### Rows
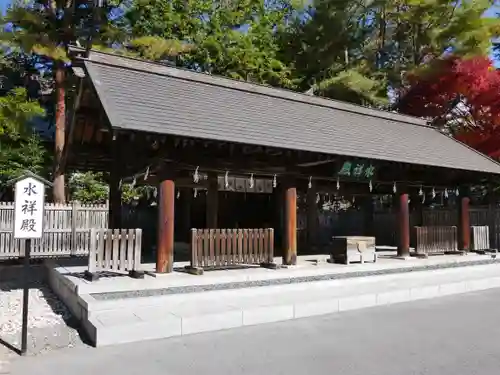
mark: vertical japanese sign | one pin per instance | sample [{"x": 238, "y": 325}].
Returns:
[{"x": 28, "y": 208}]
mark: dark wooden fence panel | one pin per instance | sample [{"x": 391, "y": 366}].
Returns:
[
  {"x": 436, "y": 240},
  {"x": 227, "y": 247}
]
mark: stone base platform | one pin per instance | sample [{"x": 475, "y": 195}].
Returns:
[{"x": 118, "y": 309}]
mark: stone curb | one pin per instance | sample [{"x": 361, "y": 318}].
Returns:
[{"x": 171, "y": 324}]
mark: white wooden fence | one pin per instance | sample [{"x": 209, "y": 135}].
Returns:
[
  {"x": 115, "y": 250},
  {"x": 66, "y": 230}
]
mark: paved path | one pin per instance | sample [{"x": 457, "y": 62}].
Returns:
[{"x": 445, "y": 336}]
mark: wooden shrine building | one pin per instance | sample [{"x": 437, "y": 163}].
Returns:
[{"x": 187, "y": 131}]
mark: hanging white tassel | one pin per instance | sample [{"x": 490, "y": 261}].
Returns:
[{"x": 196, "y": 175}]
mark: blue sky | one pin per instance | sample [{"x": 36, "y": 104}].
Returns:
[{"x": 4, "y": 4}]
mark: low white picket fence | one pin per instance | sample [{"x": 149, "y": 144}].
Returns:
[
  {"x": 115, "y": 250},
  {"x": 66, "y": 230}
]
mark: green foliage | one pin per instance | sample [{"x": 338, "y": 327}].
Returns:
[
  {"x": 88, "y": 187},
  {"x": 20, "y": 154},
  {"x": 236, "y": 39},
  {"x": 15, "y": 113},
  {"x": 356, "y": 51}
]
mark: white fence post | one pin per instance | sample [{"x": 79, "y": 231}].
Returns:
[{"x": 67, "y": 230}]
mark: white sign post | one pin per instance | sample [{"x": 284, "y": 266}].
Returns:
[{"x": 29, "y": 204}]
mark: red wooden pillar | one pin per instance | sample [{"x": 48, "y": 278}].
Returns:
[
  {"x": 212, "y": 201},
  {"x": 492, "y": 199},
  {"x": 404, "y": 225},
  {"x": 165, "y": 245},
  {"x": 312, "y": 217},
  {"x": 115, "y": 201},
  {"x": 115, "y": 194},
  {"x": 290, "y": 240},
  {"x": 464, "y": 222}
]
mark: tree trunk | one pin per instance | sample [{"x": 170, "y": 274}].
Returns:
[{"x": 58, "y": 189}]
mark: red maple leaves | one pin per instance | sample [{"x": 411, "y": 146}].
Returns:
[{"x": 463, "y": 89}]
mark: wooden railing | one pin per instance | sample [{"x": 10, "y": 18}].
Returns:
[
  {"x": 480, "y": 238},
  {"x": 66, "y": 230},
  {"x": 436, "y": 240},
  {"x": 214, "y": 248},
  {"x": 116, "y": 250}
]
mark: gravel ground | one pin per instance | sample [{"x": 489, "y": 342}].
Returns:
[
  {"x": 283, "y": 281},
  {"x": 50, "y": 325}
]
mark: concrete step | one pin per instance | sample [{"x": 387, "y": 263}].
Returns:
[{"x": 142, "y": 318}]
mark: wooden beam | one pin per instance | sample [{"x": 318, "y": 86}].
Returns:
[
  {"x": 290, "y": 227},
  {"x": 464, "y": 220},
  {"x": 212, "y": 201},
  {"x": 404, "y": 225},
  {"x": 165, "y": 244}
]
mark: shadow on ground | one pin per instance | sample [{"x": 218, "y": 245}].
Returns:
[{"x": 62, "y": 329}]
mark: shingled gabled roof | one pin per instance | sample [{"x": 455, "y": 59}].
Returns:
[{"x": 144, "y": 96}]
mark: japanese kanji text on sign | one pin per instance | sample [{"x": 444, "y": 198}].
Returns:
[{"x": 28, "y": 210}]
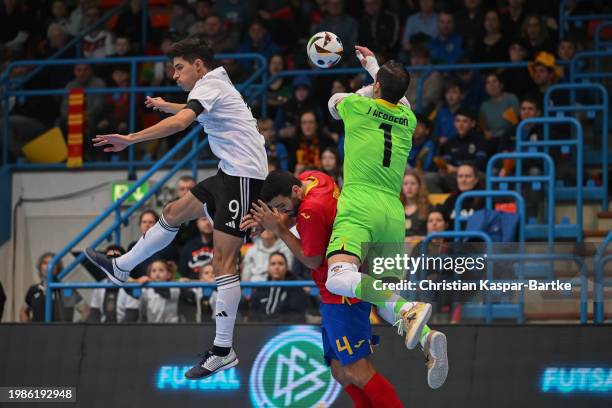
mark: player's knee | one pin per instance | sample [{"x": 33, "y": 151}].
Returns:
[{"x": 339, "y": 280}]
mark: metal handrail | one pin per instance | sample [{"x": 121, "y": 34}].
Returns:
[
  {"x": 549, "y": 108},
  {"x": 578, "y": 142}
]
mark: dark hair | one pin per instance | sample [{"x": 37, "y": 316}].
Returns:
[
  {"x": 533, "y": 98},
  {"x": 190, "y": 49},
  {"x": 152, "y": 212},
  {"x": 278, "y": 183},
  {"x": 394, "y": 81},
  {"x": 280, "y": 254},
  {"x": 424, "y": 120}
]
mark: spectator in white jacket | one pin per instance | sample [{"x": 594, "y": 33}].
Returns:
[{"x": 255, "y": 263}]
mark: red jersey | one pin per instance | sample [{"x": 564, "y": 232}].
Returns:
[{"x": 315, "y": 221}]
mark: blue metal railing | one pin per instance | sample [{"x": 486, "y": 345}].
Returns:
[
  {"x": 562, "y": 230},
  {"x": 577, "y": 19},
  {"x": 120, "y": 218},
  {"x": 603, "y": 107},
  {"x": 133, "y": 89},
  {"x": 548, "y": 177},
  {"x": 489, "y": 195}
]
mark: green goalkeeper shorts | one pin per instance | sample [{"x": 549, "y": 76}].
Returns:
[{"x": 366, "y": 215}]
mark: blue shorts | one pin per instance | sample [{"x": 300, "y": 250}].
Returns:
[{"x": 347, "y": 332}]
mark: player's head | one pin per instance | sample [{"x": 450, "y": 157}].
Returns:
[
  {"x": 283, "y": 191},
  {"x": 392, "y": 82},
  {"x": 192, "y": 58}
]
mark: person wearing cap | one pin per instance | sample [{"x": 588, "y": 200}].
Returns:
[
  {"x": 468, "y": 146},
  {"x": 544, "y": 72}
]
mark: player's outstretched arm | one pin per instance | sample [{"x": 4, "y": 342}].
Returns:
[
  {"x": 166, "y": 127},
  {"x": 163, "y": 106}
]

### What is being asked
Reproduce each of the records above word for word, omitting the pictures.

### Completed task
mark: vertical japanese sign | one pin per instance | sample [{"x": 238, "y": 325}].
Returns:
[{"x": 28, "y": 208}]
mark: dark wooden fence panel | one pin per instance | sample [{"x": 391, "y": 366}].
Returns:
[
  {"x": 436, "y": 240},
  {"x": 227, "y": 247}
]
mark: stone base platform | one pin per instance | sample [{"x": 475, "y": 195}].
Returns:
[{"x": 118, "y": 309}]
mark: stone curb | one pin per instance | sample [{"x": 361, "y": 318}].
Returns:
[{"x": 171, "y": 324}]
mark: white wooden fence | one pin per instance | sample [{"x": 209, "y": 135}].
Returns:
[
  {"x": 115, "y": 250},
  {"x": 66, "y": 230}
]
mark: paved path | one pin per instance | sample [{"x": 457, "y": 62}].
Returns:
[{"x": 445, "y": 336}]
mark: wooden shrine building | one pin per instance | sample [{"x": 437, "y": 163}].
Returns:
[{"x": 187, "y": 131}]
mark: hanging white tassel | one pin per instance | sample [{"x": 490, "y": 261}].
Returns:
[{"x": 196, "y": 175}]
mark: blue sky | one pin per instance | sample [{"x": 36, "y": 104}].
Returns:
[{"x": 4, "y": 4}]
mark: low white picket fence | one pin per instance | sample [{"x": 149, "y": 144}].
Returns:
[
  {"x": 115, "y": 250},
  {"x": 66, "y": 230}
]
mark: green foliage | one pin per instance | sample [{"x": 338, "y": 327}].
Returns:
[
  {"x": 88, "y": 187},
  {"x": 20, "y": 154},
  {"x": 236, "y": 39},
  {"x": 15, "y": 113},
  {"x": 356, "y": 51}
]
mark: white fence post | one pin per instance | sample [{"x": 79, "y": 231}].
Returns:
[{"x": 67, "y": 230}]
mark: white sign post | one pin per instance | sample [{"x": 284, "y": 266}].
Returns:
[{"x": 29, "y": 204}]
mark: red wooden pillar | one pin per instance | sample [{"x": 48, "y": 278}].
Returns:
[
  {"x": 212, "y": 201},
  {"x": 492, "y": 199},
  {"x": 404, "y": 225},
  {"x": 165, "y": 245},
  {"x": 312, "y": 217},
  {"x": 115, "y": 201},
  {"x": 115, "y": 194},
  {"x": 290, "y": 240},
  {"x": 464, "y": 222}
]
mark: tree trunk | one pin per instance | sample [{"x": 170, "y": 274}].
Returns:
[{"x": 58, "y": 189}]
mark: red maple leaves | one pin per instance | sample [{"x": 411, "y": 146}].
Returns:
[{"x": 463, "y": 89}]
mark: wooden railing | one pin per instance | sample [{"x": 10, "y": 18}].
Returns:
[
  {"x": 480, "y": 238},
  {"x": 66, "y": 230},
  {"x": 436, "y": 240},
  {"x": 214, "y": 248},
  {"x": 116, "y": 250}
]
mark: gravel ground | one pin per instance | sample [{"x": 489, "y": 342}].
Returns:
[
  {"x": 283, "y": 281},
  {"x": 50, "y": 325}
]
mark: concrete step | one pin per instance | sample [{"x": 387, "y": 263}].
Returns:
[{"x": 142, "y": 318}]
mark: wooden beam | one pin per instance | sample [{"x": 318, "y": 86}].
Returns:
[
  {"x": 290, "y": 227},
  {"x": 464, "y": 220},
  {"x": 212, "y": 201},
  {"x": 404, "y": 225},
  {"x": 165, "y": 244}
]
mark: shadow on ground | one pin per instance | sample [{"x": 218, "y": 245}].
Returns:
[{"x": 62, "y": 329}]
mark: shingled gabled roof | one pin per instance | sample [{"x": 455, "y": 59}].
Returns:
[{"x": 144, "y": 96}]
mark: japanese kanji text on sign | one pin per instance | sample [{"x": 444, "y": 198}].
Returns:
[{"x": 28, "y": 210}]
mark: player's knee | one pin per instance | sample [{"x": 33, "y": 151}].
Returns:
[{"x": 339, "y": 280}]
mark: metal handrail | one pin per instance | sample [{"x": 121, "y": 34}].
Returns:
[
  {"x": 549, "y": 108},
  {"x": 578, "y": 142}
]
mark: dark hair | one pin per instance | sample [{"x": 37, "y": 316}].
Returns:
[
  {"x": 533, "y": 98},
  {"x": 190, "y": 49},
  {"x": 152, "y": 212},
  {"x": 278, "y": 183},
  {"x": 394, "y": 81},
  {"x": 280, "y": 254},
  {"x": 424, "y": 120}
]
mark: spectator in white jacket | one pin per instance | sample [{"x": 594, "y": 33}].
Returns:
[{"x": 255, "y": 263}]
mark: red jersey | one pin per instance | sample [{"x": 564, "y": 232}].
Returns:
[{"x": 315, "y": 221}]
mark: blue metal railing | one pin per instance | sample [{"x": 486, "y": 345}].
Returns:
[
  {"x": 562, "y": 230},
  {"x": 577, "y": 19},
  {"x": 120, "y": 218},
  {"x": 603, "y": 107},
  {"x": 133, "y": 89},
  {"x": 548, "y": 177},
  {"x": 489, "y": 195}
]
mark: green goalkeeper shorts | one pin per instance | sample [{"x": 549, "y": 76}].
Returns:
[{"x": 366, "y": 215}]
mark: blue shorts | one pin per instance | sample [{"x": 300, "y": 250}].
Returns:
[{"x": 347, "y": 332}]
mark: player's head | one pin per instance | sample [{"x": 450, "y": 157}].
Returns:
[
  {"x": 283, "y": 191},
  {"x": 392, "y": 82},
  {"x": 192, "y": 58}
]
mark: person wearing cap | one pin per instance | sample [{"x": 588, "y": 200}].
Returns:
[
  {"x": 468, "y": 146},
  {"x": 544, "y": 72}
]
mark: player's outstretched arm | one pin per instance | sample [{"x": 4, "y": 342}].
Returns:
[
  {"x": 166, "y": 127},
  {"x": 163, "y": 106}
]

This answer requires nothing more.